Everything from the line containing "Target: soccer player in blue jersey" down to the last line of the entries below must be transcribed exactly, and nothing else.
-- START Data for the task --
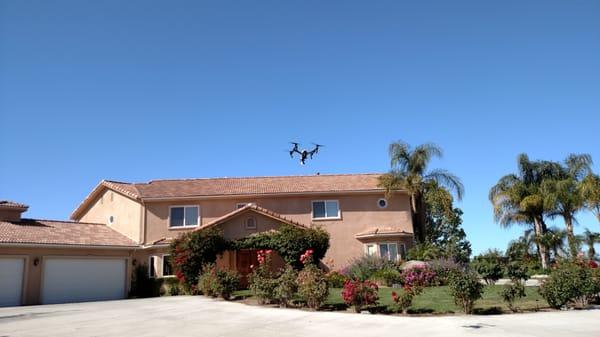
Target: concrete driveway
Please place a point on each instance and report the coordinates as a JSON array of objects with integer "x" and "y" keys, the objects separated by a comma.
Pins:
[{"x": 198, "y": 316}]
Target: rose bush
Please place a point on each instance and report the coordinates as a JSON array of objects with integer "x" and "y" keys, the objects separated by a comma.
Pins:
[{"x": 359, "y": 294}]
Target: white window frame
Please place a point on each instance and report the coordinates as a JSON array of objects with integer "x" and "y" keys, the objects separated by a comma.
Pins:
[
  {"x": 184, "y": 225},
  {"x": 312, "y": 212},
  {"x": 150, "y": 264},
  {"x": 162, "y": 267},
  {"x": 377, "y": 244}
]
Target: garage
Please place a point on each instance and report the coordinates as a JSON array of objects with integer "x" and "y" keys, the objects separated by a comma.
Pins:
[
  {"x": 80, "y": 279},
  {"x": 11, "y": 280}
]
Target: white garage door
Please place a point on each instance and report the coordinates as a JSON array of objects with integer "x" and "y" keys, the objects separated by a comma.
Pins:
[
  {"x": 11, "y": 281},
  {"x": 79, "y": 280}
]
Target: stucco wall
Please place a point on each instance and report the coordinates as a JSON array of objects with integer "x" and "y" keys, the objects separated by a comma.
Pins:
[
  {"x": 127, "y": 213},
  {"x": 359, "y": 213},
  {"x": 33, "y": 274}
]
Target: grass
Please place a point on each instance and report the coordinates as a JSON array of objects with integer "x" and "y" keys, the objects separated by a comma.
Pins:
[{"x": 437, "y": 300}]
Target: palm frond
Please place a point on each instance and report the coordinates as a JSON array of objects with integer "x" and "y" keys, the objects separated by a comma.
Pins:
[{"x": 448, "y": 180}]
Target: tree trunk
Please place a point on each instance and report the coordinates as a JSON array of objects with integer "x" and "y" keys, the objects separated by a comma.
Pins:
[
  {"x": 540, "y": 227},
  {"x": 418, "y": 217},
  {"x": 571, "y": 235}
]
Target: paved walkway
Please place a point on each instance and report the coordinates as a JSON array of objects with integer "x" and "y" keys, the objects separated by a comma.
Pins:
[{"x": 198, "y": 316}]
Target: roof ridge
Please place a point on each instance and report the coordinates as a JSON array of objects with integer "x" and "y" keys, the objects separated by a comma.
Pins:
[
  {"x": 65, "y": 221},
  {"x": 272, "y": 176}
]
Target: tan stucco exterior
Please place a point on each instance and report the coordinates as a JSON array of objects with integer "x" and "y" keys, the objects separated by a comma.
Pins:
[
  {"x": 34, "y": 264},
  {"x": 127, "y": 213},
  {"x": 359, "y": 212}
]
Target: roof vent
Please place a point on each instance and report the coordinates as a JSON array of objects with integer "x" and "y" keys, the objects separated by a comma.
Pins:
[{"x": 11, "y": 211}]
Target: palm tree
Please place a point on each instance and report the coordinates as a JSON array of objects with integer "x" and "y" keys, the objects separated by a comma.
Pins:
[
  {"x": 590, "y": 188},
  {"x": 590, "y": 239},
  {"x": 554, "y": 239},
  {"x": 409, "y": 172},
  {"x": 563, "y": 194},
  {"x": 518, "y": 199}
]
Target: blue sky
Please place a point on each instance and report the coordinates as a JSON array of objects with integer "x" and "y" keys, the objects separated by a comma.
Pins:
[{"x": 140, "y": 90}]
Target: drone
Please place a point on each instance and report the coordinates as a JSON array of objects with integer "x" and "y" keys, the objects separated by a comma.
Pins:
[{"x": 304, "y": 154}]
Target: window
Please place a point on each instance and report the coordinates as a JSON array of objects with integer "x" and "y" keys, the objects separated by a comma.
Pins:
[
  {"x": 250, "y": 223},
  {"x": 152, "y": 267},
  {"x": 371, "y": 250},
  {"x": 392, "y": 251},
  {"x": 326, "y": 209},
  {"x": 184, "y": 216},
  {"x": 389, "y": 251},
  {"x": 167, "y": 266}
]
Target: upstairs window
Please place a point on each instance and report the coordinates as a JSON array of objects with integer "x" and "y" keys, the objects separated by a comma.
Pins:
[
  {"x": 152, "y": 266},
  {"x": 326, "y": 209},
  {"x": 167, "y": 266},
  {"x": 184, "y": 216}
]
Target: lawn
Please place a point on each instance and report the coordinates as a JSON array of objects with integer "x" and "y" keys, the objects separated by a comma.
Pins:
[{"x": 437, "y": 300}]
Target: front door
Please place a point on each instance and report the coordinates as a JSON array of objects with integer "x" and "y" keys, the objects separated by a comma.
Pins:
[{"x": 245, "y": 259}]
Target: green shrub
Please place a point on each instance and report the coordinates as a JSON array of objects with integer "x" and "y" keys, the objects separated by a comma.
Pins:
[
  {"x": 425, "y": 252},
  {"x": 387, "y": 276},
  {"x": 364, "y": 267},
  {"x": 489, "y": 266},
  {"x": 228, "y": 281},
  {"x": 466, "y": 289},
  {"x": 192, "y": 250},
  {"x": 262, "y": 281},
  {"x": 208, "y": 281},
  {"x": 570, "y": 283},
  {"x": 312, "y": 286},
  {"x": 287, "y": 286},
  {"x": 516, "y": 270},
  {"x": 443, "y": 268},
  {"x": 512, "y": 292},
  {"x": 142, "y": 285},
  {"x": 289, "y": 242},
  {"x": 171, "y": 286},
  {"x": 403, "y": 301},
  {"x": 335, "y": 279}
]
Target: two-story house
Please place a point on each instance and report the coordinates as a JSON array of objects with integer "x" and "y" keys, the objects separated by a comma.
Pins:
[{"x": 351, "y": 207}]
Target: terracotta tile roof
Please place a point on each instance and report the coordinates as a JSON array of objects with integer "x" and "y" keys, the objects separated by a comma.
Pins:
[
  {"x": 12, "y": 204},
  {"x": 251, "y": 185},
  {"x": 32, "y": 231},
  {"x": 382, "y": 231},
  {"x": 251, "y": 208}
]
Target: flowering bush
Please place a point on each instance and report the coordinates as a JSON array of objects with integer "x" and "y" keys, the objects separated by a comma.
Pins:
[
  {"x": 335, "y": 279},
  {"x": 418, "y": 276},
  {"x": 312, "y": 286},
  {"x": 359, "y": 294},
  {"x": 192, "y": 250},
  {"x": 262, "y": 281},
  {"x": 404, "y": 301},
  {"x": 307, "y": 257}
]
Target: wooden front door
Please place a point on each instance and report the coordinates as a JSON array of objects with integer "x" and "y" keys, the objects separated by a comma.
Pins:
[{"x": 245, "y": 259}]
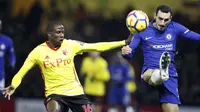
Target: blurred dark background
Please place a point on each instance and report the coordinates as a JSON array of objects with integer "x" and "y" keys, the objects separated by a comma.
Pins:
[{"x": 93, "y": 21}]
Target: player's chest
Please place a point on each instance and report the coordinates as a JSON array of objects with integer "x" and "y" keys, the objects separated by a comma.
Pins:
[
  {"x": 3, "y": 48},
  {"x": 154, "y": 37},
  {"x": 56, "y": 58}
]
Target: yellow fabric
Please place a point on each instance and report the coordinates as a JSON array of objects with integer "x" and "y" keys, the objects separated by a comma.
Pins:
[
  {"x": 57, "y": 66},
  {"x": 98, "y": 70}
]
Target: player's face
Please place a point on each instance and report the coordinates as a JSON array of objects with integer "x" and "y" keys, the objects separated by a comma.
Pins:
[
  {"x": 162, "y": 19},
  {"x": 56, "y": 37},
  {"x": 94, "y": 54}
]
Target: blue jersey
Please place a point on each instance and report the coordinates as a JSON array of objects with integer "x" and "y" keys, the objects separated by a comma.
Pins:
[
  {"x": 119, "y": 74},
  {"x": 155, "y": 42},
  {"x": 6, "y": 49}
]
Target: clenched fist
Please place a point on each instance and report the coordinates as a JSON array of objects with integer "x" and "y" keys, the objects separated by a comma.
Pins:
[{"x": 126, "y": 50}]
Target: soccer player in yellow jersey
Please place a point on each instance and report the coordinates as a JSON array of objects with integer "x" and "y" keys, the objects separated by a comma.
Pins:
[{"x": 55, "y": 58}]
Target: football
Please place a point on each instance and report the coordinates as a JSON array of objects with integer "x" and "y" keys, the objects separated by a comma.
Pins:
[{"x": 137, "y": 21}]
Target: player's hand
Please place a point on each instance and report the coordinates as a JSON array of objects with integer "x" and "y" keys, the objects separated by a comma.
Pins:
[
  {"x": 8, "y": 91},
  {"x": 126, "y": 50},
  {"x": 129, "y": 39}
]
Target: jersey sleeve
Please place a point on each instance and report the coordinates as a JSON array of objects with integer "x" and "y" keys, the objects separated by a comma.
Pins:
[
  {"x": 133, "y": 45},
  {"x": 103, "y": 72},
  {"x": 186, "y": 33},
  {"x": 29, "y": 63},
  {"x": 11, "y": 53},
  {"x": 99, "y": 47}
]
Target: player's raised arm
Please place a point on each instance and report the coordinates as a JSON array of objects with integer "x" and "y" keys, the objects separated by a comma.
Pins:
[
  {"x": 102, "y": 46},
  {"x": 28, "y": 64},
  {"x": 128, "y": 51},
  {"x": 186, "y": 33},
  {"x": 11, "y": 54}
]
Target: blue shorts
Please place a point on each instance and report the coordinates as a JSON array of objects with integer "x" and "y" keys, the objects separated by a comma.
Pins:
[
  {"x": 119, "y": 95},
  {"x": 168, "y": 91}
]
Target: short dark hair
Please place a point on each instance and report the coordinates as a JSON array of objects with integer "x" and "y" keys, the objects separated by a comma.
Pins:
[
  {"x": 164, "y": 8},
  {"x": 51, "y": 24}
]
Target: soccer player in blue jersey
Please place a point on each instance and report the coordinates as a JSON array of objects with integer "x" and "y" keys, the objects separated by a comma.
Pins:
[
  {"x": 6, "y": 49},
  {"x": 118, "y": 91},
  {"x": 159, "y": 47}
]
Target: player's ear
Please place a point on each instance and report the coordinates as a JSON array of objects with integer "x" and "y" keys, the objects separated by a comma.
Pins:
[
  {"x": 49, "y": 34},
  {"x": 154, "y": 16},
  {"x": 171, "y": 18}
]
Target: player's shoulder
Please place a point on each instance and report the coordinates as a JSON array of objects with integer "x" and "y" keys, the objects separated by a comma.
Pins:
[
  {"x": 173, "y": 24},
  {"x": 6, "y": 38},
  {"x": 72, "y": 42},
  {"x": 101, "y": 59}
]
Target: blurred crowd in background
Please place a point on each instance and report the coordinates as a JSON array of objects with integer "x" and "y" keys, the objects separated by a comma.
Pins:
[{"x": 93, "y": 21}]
-- END Data for the task --
= Solved problem =
Target: soccer player in blue jersey
Please place a point on each instance and report the coordinates as a JSON array of objects with integer "x" and "y" keys, the objects separated by a comma.
Pins:
[
  {"x": 6, "y": 49},
  {"x": 118, "y": 91},
  {"x": 159, "y": 47}
]
Target: player's ear
Please place a point on each instance and report the coordinates as a JSON array of objects with integer "x" and "y" keys, the objects separated by a comma.
Pins:
[
  {"x": 49, "y": 34},
  {"x": 154, "y": 16},
  {"x": 171, "y": 18}
]
Target: player's shoulder
Please place a point on each instance and report the coordinates as a JSON array of objects with integer "x" and "y" keys, the objects separated by a comma.
Pins:
[
  {"x": 173, "y": 24},
  {"x": 6, "y": 38},
  {"x": 72, "y": 42},
  {"x": 101, "y": 59}
]
Target: blurred crowd in background
Please place a point on each instance and report the coordinates as a JSON array of objects with integer "x" and "y" keys, the objects separated by a comma.
Pins:
[{"x": 93, "y": 21}]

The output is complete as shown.